[Referring expression data]
****
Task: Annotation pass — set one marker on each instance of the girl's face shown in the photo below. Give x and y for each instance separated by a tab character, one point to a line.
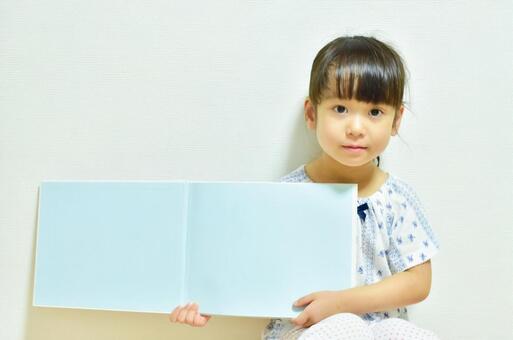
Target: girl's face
350	131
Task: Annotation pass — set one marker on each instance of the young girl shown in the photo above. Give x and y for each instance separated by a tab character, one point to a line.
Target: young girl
355	105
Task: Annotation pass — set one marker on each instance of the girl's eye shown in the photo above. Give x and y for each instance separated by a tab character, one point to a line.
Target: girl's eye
375	112
340	109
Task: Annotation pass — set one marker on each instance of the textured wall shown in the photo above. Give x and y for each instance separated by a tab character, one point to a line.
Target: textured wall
213	90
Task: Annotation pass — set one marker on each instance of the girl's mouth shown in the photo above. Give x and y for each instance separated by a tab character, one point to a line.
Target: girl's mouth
354	148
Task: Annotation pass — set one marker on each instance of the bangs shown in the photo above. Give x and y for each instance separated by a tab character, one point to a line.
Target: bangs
361	69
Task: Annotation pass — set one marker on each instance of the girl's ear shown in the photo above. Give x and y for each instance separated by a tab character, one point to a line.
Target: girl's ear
310	116
397	120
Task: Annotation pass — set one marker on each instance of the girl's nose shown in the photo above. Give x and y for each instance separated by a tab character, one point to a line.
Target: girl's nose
354	125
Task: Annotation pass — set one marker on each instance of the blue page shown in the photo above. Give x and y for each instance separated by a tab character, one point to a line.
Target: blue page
249	249
257	247
110	245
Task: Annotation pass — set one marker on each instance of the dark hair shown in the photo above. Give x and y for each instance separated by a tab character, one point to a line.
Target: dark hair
364	68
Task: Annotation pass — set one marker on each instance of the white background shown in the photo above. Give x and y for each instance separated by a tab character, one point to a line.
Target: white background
213	90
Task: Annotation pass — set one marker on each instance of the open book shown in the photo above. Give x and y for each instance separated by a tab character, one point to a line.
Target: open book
235	248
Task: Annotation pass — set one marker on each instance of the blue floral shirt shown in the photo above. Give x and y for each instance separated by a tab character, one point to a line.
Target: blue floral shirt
393	235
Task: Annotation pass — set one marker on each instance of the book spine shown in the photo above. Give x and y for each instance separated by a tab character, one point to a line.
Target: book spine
185	226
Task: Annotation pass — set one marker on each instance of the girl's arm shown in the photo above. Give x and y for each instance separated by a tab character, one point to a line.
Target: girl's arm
401	289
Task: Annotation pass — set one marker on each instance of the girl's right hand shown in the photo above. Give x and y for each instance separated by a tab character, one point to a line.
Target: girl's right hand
189	314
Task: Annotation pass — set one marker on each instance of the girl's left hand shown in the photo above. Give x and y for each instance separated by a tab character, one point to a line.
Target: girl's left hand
320	306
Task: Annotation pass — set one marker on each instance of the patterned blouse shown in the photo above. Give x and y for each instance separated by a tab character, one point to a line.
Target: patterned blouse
393	235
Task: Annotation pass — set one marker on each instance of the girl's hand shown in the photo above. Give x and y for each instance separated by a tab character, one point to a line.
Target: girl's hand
320	306
189	314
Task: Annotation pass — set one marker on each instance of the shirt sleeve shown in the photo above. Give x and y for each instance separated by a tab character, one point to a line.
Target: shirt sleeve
412	240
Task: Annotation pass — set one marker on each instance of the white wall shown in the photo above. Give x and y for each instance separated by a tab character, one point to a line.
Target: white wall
213	90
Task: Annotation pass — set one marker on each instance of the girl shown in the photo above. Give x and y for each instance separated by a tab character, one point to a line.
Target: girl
355	105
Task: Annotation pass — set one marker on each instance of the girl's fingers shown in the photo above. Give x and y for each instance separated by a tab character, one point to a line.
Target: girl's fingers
192	311
182	314
304	300
174	314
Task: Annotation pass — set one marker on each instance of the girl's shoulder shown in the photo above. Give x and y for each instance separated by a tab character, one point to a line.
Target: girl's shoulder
394	191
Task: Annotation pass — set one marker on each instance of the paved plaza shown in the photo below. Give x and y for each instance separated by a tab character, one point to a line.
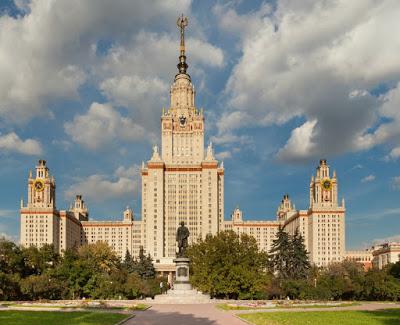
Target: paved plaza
199	314
208	314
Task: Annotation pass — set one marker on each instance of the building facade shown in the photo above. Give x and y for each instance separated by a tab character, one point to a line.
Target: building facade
42	223
385	253
322	225
184	182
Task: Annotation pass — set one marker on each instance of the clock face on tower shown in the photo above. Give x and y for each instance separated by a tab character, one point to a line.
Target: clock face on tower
182	120
326	184
39	185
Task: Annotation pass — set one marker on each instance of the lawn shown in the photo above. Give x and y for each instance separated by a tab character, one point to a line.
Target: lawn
244	307
379	317
11	317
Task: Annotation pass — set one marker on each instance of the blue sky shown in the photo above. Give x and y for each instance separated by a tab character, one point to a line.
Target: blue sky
282	83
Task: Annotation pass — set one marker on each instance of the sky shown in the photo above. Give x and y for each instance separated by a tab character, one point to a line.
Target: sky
282	83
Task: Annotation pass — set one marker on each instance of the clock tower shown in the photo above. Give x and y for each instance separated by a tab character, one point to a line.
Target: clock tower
326	218
183	182
40	220
41	188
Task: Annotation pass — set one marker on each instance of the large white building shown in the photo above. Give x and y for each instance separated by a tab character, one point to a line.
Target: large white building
184	182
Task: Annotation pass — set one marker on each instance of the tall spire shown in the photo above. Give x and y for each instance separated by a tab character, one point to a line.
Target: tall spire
182	22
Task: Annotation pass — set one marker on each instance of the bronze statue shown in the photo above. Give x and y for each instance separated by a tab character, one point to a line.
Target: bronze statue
182	235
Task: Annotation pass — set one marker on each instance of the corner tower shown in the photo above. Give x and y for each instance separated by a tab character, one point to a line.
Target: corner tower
184	182
326	226
40	220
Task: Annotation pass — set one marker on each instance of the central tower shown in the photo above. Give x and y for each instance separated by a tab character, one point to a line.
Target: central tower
182	125
184	183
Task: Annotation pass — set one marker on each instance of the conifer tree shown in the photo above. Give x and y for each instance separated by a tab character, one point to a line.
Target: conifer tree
300	264
129	262
280	254
144	265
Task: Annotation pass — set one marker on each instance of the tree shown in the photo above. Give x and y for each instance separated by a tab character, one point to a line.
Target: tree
100	256
299	265
129	262
281	254
228	265
394	270
144	266
41	287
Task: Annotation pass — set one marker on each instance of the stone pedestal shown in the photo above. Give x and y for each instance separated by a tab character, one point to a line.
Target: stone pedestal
182	292
182	274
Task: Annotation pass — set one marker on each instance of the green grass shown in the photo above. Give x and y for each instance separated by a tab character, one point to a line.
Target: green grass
17	317
83	306
230	307
379	317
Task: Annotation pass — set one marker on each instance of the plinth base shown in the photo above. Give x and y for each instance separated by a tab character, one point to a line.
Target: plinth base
182	292
183	297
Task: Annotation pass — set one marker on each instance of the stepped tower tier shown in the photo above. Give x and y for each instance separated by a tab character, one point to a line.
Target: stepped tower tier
183	182
182	125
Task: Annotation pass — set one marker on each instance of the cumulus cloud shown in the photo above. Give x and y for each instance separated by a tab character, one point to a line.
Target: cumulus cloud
11	142
99	187
396	182
393	154
136	76
390	239
50	51
369	178
101	125
318	60
223	155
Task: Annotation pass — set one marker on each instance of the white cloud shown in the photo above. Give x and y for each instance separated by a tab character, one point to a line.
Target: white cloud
390	239
129	90
99	187
48	53
369	178
136	76
11	142
300	144
101	125
396	182
394	154
290	68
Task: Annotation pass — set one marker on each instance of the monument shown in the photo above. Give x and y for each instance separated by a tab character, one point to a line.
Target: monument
181	261
182	291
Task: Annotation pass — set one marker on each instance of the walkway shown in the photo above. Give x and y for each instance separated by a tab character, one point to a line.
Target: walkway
208	314
200	314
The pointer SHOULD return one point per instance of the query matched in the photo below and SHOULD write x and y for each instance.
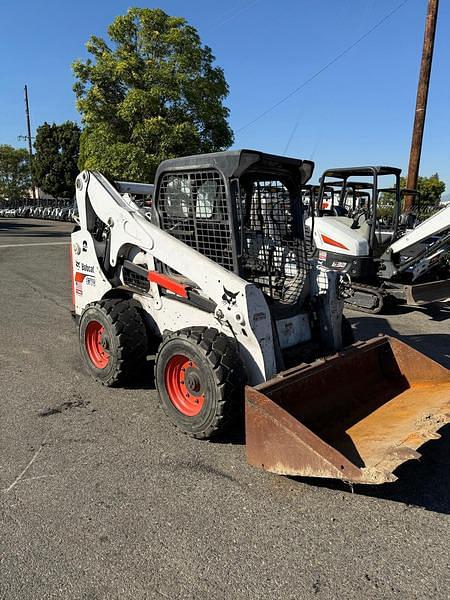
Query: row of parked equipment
(55, 213)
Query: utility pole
(421, 101)
(30, 147)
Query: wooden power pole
(421, 101)
(30, 146)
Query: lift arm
(432, 226)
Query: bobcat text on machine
(382, 260)
(216, 282)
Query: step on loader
(215, 282)
(386, 261)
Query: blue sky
(359, 111)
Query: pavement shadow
(436, 311)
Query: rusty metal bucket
(355, 416)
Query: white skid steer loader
(384, 261)
(216, 281)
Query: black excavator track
(366, 298)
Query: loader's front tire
(113, 340)
(200, 379)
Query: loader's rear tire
(113, 340)
(200, 379)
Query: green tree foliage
(55, 162)
(430, 189)
(15, 177)
(149, 94)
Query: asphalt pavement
(101, 498)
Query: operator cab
(360, 202)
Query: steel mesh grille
(274, 254)
(193, 208)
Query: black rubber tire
(222, 376)
(126, 336)
(348, 336)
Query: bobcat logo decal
(229, 297)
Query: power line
(234, 13)
(325, 67)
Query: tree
(430, 188)
(55, 161)
(149, 94)
(15, 177)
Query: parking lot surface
(101, 498)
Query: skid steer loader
(216, 282)
(385, 261)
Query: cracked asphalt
(101, 498)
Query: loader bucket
(355, 416)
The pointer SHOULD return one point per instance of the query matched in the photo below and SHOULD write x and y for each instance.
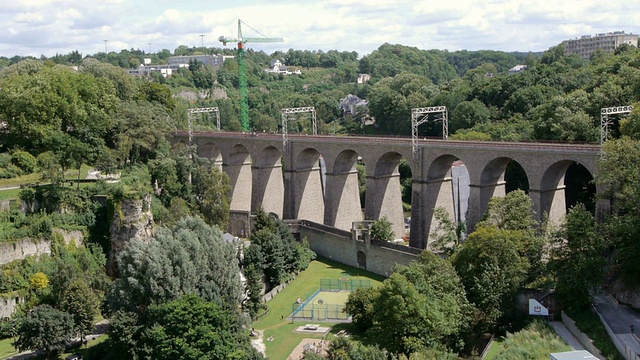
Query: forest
(61, 114)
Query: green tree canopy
(420, 306)
(45, 329)
(189, 258)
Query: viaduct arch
(317, 179)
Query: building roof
(573, 355)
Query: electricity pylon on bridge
(242, 69)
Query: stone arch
(237, 164)
(361, 258)
(552, 199)
(342, 198)
(384, 192)
(212, 152)
(268, 184)
(491, 183)
(307, 190)
(437, 188)
(580, 187)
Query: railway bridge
****
Once the line with "Target: open book" is found in the records above, print exactly that line and every line after it through the line with "the girl's arm".

Target: open book
235	248
Task: Annotation pass — set one marker on each instance of the blue floral shirt shown in the photo above. Give x and y for each instance separated by a tab character, one point to a line.
Target: blue floral shirt
393	235
Task: Annotation pass — set one marker on each instance of the book spine shown in the photo above. Give x and y for each instance separated by a tab character, one point to a line.
Target: book spine
185	226
Task: Annotation pass — set one marker on each instance of the girl's arm shown in the photo above. Give x and y for each instance separated by a tab character, one point to a line.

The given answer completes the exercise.